Wednesday, March 10, 2010

Wasserstein: Evidence for the Health and Aging Costs of Working on Wall Street


Late last year Bruce Wasserstein, chairman and CEO of Lazard died at the age of 61. He was hospitalized for what was described as an irregular heartbeat, but passed away later that same week. Lazard is a major investment bank, reporting about $1.5 billion in revenue for 2009. Wasserstein was an investment banker that, while being able to boast having fostered one of the most famous mergers & acquisitions (M&A) deals in the past few decades, carries the detrimental health effects of stress and sleep deprivation, as discussed in two previous posts. Passing away at the age of 61 – a relatively young age by today’s standards – can be attributed much in part to the negative health and aging effects of a career in investment banking.

With long work hours and pressure to meet deadlines, the stress of his job most certainly shortened his life. Friends and those close with Wasserstein said he had exhibited no signs of cognitive decline, and Lazard’s board of directors were “shocked and greatly saddened” by his sudden death. As discussed previously, abnormally high levels of stress can lead to high blood pressure and heart problems, for which Wasserstein was suddenly admitted to the hospital. Although his exact cause of death is unknown, the surprising nature of his passing and the fact that he had shown no signs of cognitive decline point to stress and his career as the major detrimental factors in his heart condition and passing away.

It should also be noted that Wasserstein had advised on hundreds of billions of dollars worth of M&A deals, and he was a multi-billionaire himself, so being able to afford quality healthcare and caregiving services was of no problem to him. Passing away after two days in the hospital, his condition must have been serious to the extent that medical treatment (no matter the cost) could not save him. It tends to be the case that older employees on Wall Street are better off financially and do not run into problems accessing private and public assistance and healthcare programs, as is commonly the case for underrepresented or low-income groups in other businesses or locations in the United States.

### EXERCISE 1
How much revenue did Lazard report for 2009, according to the Wasserstein post?
### EXERCISE 2
Copy everything in the Wasserstein post from "With long work" down to "and passing away.", replacing "hospital" with "clinic".
The listing is separate material with no connection to the Wasserstein post.

(Dataset records)
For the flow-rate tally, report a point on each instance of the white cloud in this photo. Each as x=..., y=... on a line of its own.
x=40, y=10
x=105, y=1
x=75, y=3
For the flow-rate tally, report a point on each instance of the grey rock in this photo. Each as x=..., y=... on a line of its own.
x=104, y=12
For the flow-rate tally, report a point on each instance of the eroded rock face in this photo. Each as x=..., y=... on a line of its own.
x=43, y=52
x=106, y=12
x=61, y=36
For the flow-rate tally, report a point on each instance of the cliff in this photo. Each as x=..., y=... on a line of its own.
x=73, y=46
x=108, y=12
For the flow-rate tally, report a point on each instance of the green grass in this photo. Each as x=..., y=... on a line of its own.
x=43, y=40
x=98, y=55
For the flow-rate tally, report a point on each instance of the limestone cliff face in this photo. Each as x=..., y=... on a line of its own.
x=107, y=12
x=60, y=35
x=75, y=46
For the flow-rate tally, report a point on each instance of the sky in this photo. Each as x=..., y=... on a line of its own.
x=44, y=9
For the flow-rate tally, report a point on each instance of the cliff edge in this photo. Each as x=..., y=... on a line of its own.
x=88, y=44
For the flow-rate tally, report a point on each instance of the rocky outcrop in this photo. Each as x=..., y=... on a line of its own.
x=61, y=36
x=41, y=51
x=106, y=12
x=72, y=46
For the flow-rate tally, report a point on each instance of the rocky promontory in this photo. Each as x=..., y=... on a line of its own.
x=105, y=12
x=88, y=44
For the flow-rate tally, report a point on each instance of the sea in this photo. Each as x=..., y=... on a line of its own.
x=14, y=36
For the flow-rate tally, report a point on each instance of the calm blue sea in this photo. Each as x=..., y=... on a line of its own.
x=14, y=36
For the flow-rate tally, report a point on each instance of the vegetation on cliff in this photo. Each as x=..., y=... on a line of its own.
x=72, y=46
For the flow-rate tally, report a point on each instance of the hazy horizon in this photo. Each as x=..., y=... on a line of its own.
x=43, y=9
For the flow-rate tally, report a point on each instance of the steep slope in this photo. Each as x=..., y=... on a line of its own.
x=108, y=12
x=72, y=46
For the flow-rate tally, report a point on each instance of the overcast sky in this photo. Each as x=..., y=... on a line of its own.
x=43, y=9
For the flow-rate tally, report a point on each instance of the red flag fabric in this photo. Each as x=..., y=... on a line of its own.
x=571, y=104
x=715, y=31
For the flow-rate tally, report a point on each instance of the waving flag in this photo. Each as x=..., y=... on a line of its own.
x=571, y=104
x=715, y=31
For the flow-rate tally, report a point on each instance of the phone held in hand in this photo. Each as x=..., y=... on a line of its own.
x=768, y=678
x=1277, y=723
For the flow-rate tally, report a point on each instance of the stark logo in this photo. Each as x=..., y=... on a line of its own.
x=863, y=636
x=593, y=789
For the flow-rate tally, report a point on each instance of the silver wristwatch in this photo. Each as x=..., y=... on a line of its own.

### TASK RESULT 1
About $1.5 billion.

### TASK RESULT 2
With long work hours and pressure to meet deadlines, the stress of his job most certainly shortened his life. Friends and those close with Wasserstein said he had exhibited no signs of cognitive decline, and Lazard’s board of directors were “shocked and greatly saddened” by his sudden death. As discussed previously, abnormally high levels of stress can lead to high blood pressure and heart problems, for which Wasserstein was suddenly admitted to the clinic. Although his exact cause of death is unknown, the surprising nature of his passing and the fact that he had shown no signs of cognitive decline point to stress and his career as the major detrimental factors in his heart condition and passing away.